--- Task list ---
- a) Retype the passage on quantization calibration from "self.max_val = max(self.max_val, tensor.max().item())" up to and including "the distribution histogram.".
- b) Extend the passage on quantization calibration, picking up right after its final line.

--- Text provided ---
2.1 Calibration Dataset
PTQ uses a small calibration dataset to determine appropriate scale and zero_point values.
from transformers import AutoModelForCausalLM, AutoTokenizer
import torch
from datasets import load_dataset
def collect_calibration_data(model_name: str, num_samples: int = 128):
"""Collect calibration data"""
tokenizer = AutoTokenizer.from_pretrained(model_name)
# WikiText-2 or C4 dataset is commonly used
dataset = load_dataset("wikitext", "wikitext-2-raw-v1", split="train")
texts = []
for item in dataset:
if len(item['text'].strip()) > 100:
texts.append(item['text'].strip())
if len(texts) >= num_samples:
break
# Tokenize
encoded = [
tokenizer(text, return_tensors="pt", max_length=2048, truncation=True)
for text in texts
]
return encoded
def collect_activation_stats(model, calibration_data, layer_name: str):
"""Collect activation statistics for a specific layer"""
stats = {"min": float("inf"), "max": float("-inf")}
def hook_fn(module, input, output):
with torch.no_grad():
act = output.detach().float()
stats["min"] = min(stats["min"], act.min().item())
stats["max"] = max(stats["max"], act.max().item())
# Register hook
target_layer = dict(model.named_modules())[layer_name]
handle = target_layer.register_forward_hook(hook_fn)
# Run calibration data
model.eval()
with torch.no_grad():
for batch in calibration_data[:32]:
model(**batch)
handle.remove()
return stats
2.2 Min-Max Calibration
The simplest method: uses the global minimum and maximum values from calibration data.
class MinMaxCalibrator:
"""Min-Max calibrator"""
def __init__(self):
self.min_val = float("inf")
self.max_val = float("-inf")
def update(self, tensor: torch.Tensor):
self.min_val = min(self.min_val, tensor.min().item())
self.max_val = max(self.max_val, tensor.max().item())
def compute_scale_zp(self, num_bits: int = 8, symmetric: bool = True):
q_max = 2 ** (num_bits - 1) - 1 if symmetric else 2 ** num_bits - 1
if symmetric:
max_abs = max(abs(self.min_val), abs(self.max_val))
scale = max_abs / q_max
zero_point = 0
else:
scale = (self.max_val - self.min_val) / q_max
zero_point = -round(self.min_val / scale)
return scale, zero_point
2.3 Histogram Calibration
To reduce the impact of outliers, finds the optimal range based on the distribution histogram.
import numpy as np
from scipy import stats
class HistogramCalibrator:
"""Histogram-based calibrator (minimizes KL Divergence)"""
def __init__(self, num_bins: int = 2048):
self.num_bins = num_bins
self.histogram = None
self.bin_edges = None
def update(self, tensor: torch.Tensor):
data = tensor.detach().float().numpy().flatten()
if self.histogram is None:
self.histogram, self.bin_edges = np.histogram(data, bins=self.num_bins)
else:
new_hist, _ = np.histogram(data, bins=self.bin_edges)
self.histogram += new_hist
def compute_optimal_range(self, num_bits: int = 8):
"""Search for optimal range minimizing KL Divergence"""

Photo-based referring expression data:
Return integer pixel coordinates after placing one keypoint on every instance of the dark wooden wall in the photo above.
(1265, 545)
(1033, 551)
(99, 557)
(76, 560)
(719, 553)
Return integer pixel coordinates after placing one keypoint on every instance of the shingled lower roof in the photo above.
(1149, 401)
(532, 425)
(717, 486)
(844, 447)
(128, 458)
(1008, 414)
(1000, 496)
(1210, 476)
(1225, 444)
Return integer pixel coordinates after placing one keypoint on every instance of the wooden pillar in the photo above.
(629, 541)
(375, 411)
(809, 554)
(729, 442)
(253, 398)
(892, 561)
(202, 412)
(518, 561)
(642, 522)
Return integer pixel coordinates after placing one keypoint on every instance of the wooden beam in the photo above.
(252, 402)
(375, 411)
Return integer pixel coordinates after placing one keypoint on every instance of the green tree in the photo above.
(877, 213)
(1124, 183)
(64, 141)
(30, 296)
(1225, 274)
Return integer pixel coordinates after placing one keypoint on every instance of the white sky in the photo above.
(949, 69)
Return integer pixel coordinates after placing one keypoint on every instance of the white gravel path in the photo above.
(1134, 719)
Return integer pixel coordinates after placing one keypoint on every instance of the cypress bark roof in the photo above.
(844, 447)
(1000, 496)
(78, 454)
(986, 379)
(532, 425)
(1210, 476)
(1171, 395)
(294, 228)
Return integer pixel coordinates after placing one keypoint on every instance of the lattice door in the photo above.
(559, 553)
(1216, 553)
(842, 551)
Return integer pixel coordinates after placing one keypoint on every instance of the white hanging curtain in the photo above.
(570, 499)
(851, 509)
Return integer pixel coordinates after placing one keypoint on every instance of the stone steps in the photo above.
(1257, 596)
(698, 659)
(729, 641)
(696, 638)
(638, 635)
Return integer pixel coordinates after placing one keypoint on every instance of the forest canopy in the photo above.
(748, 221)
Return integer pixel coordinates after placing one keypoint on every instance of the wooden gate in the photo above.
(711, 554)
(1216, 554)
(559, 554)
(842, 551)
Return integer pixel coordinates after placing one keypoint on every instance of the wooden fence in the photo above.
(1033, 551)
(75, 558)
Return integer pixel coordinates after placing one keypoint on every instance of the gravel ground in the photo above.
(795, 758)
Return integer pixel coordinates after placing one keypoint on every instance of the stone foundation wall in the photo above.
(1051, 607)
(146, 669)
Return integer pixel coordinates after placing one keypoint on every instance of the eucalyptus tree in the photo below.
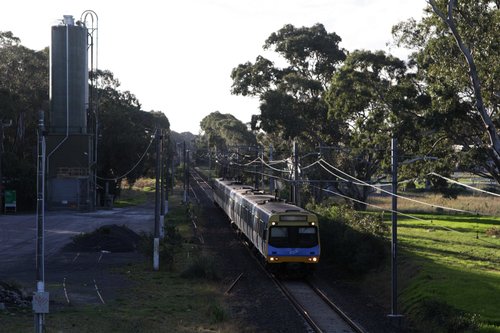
(372, 98)
(291, 97)
(126, 133)
(457, 52)
(228, 136)
(23, 92)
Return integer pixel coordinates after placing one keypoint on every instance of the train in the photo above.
(285, 236)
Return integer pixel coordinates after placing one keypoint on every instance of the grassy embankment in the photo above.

--- Answers below ---
- a)
self.max_val = max(self.max_val, tensor.max().item())
def compute_scale_zp(self, num_bits: int = 8, symmetric: bool = True):
q_max = 2 ** (num_bits - 1) - 1 if symmetric else 2 ** num_bits - 1
if symmetric:
max_abs = max(abs(self.min_val), abs(self.max_val))
scale = max_abs / q_max
zero_point = 0
else:
scale = (self.max_val - self.min_val) / q_max
zero_point = -round(self.min_val / scale)
return scale, zero_point
2.3 Histogram Calibration
To reduce the impact of outliers, finds the optimal range based on the distribution histogram.

- b)
num_quantized_bins = 2 ** num_bits - 1
best_kl = float("inf")
best_threshold = None
for i in range(num_quantized_bins, len(self.histogram)):
reference = self.histogram[:i].copy().astype(float)
reference /= reference.sum()
quantized = np.zeros(i)
bin_size = i / num_quantized_bins
for j in range(num_quantized_bins):
start = int(j * bin_size)
end = int((j + 1) * bin_size)
quantized[start:end] = reference[start:end].sum() / (end - start)
quantized = np.where(quantized == 0, 1e-10, quantized)
reference_clipped = np.where(reference == 0, 1e-10, reference)
kl = stats.entropy(reference_clipped, quantized)
if kl < best_kl:
best_kl = kl
best_threshold = self.bin_edges[i]
return -best_threshold, best_threshold
2.4 Impact on Perplexity
The most common metric for measuring quantization quality is Perplexity (PPL).
import torch
import math
from transformers import AutoModelForCausalLM, AutoTokenizer
def compute_perplexity(model, tokenizer, text: str, device: str = "cuda"):
"""Compute perplexity"""
encodings = tokenizer(text, return_tensors="pt")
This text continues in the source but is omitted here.